▶ **Requirement**: Return all of the material below line for line without any changes, leaving out the pictures.

▶ **Input**:
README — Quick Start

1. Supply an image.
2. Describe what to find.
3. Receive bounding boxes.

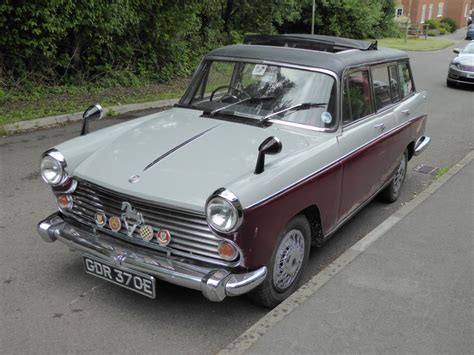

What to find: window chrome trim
[189,56,342,133]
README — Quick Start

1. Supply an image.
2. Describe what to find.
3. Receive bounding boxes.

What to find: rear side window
[398,62,415,97]
[342,70,373,124]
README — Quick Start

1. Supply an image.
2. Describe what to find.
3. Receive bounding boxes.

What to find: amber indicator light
[218,242,237,260]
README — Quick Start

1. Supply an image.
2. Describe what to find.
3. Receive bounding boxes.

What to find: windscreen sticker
[252,64,267,76]
[321,111,332,124]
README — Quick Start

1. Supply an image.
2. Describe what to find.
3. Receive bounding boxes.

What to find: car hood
[453,53,474,65]
[57,108,320,211]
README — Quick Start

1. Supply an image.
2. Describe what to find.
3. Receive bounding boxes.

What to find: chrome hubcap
[393,154,406,193]
[273,229,305,291]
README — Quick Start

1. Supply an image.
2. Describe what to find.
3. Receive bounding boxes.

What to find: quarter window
[343,70,373,123]
[372,66,392,110]
[388,65,400,102]
[398,63,415,97]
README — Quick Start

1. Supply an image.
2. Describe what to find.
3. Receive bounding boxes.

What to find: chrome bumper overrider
[414,136,431,155]
[37,213,267,302]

▶ **The output**:
README — Quick Start

1. Supply an image.
2. Describe what to find.
3. Receive bounding boxes.


What to find: window chrome trim
[189,56,342,133]
README — Quick Start

1. Supply an image.
2. Describe what to find.
3. Receive bounding boxes.

What to find: rear side window
[398,62,415,97]
[342,70,373,124]
README — Quick Start

1. Supply an image.
2. Describe what to find.
3. Receive bounding boxes.

What to find: amber indicator light
[218,242,237,260]
README — Quick Start

1. Supply an image.
2. Describe what to find.
3. Receive bounding boxes.

What to find: windscreen sticker
[252,64,267,76]
[321,111,332,124]
README — Quick Start

1. Supply an image.
2. Describe what to find.
3. Receive bounding boxes.

What to find: car hood
[453,53,474,65]
[57,108,320,211]
README — Quick Start

1. Supply an image.
2. Describe what to find.
3. Receive bounding boxes.

What to find: chrome hubcap
[393,154,406,193]
[273,229,305,291]
README — Quick Start

1. Supply an image.
2. Describe what to find.
3. Receive bounding boxes.

What to find: quarter window
[343,70,373,123]
[372,66,392,110]
[388,65,400,102]
[398,63,415,97]
README — Quick Start

1. Supply an image.
2. Describe what to find.
3. Receive bounding boxes.

What to find: chrome bumper overrider
[414,136,431,155]
[37,213,267,302]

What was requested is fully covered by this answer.